▸ Work to be completed
Take the entries below and print all of them exactly, please.

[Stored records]
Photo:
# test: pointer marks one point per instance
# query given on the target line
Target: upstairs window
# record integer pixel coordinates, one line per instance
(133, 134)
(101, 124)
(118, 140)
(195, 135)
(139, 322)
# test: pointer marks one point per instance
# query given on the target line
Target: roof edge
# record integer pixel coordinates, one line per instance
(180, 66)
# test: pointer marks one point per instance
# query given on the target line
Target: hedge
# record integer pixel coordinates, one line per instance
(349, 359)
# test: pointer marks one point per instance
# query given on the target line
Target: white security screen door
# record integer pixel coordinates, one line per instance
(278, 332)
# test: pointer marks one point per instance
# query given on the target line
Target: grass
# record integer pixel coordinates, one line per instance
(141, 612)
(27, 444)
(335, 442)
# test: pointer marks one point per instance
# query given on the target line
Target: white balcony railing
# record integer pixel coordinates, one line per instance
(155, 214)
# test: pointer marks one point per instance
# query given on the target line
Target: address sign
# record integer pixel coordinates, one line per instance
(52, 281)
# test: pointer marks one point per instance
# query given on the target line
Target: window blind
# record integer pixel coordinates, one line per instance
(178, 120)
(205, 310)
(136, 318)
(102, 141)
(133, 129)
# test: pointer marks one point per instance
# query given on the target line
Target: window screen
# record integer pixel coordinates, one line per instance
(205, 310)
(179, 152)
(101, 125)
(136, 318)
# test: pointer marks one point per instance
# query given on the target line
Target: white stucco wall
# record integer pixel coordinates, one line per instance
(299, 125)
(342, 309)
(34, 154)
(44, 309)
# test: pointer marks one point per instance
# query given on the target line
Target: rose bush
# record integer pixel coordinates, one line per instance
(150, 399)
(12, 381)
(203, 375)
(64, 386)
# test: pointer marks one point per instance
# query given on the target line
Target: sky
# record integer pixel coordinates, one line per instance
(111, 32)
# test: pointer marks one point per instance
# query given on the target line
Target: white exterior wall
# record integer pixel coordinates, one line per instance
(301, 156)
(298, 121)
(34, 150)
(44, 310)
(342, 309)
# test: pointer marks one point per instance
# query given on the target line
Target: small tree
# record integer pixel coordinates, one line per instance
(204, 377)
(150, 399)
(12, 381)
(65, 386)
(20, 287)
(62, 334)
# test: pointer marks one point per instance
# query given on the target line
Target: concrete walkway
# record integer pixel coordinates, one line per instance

▸ Answer to the task
Photo:
# test: pointer marks one point per instance
# query given on the target line
Target: upstairs window
# record integer pixel coordinates, one line per instance
(133, 134)
(101, 124)
(118, 140)
(195, 135)
(139, 322)
# test: pointer marks one point per instance
# query given on the target line
Target: roof edge
# record integer pixel coordinates, one line per instance
(180, 66)
# test: pointer marks one point per instance
# query given on the target line
Target: hedge
# record integer pixel coordinates, one line per instance
(349, 359)
# test: pointer marks one point per instance
# query given on the target line
Target: white security screen door
# record integer pixel coordinates, one line per instance
(278, 332)
# test: pointer marks one point per instance
# query given on the target line
Target: grass
# record integer pixel coordinates, one line per instance
(141, 612)
(27, 444)
(335, 442)
# test: pointer marks one point per instance
# query given on the target line
Target: white balcony railing
# record integer pixel coordinates, one line per instance
(155, 214)
# test: pointer marks one point per instance
# query given on the target line
Target: address sign
# record integer pixel coordinates, one line per instance
(52, 281)
# test: pointer marks one point per instance
# query given on the target line
Target: window blind
# record integer pixel coordinates, one line per instance
(178, 120)
(205, 310)
(136, 318)
(102, 141)
(133, 129)
# test: pointer marks one point per instance
# query given on the target line
Target: window screen
# record integer pixel coordinates, one line per instance
(205, 310)
(179, 152)
(101, 125)
(136, 318)
# test: pointer marks one point per instance
# query given on the target line
Target: white stucco wall
# record integer pixel coordinates, one line per instance
(299, 125)
(342, 309)
(34, 154)
(44, 309)
# test: pointer marks one point per instance
# query given on the target line
Target: rose bush
# record integer pixel coordinates, one line per instance
(150, 399)
(12, 381)
(203, 375)
(64, 386)
# test: pointer marks one point per instance
# query given on the target line
Target: sky
# record integer pixel coordinates, one line per instance
(111, 32)
# test: pointer marks one point per instance
# query given on the target line
Target: white exterior wall
# record integer pixel coordinates, one line per instance
(301, 156)
(298, 121)
(34, 150)
(44, 310)
(342, 309)
# test: pointer marks one point per instance
# query given on the target line
Target: small tree
# record integer pixel coordinates, one line per instance
(204, 377)
(150, 399)
(12, 381)
(65, 386)
(20, 287)
(62, 334)
# test: pointer marks one point per instance
# query given on the target line
Target: concrete walkway
# record integer pixel coordinates, one line per instance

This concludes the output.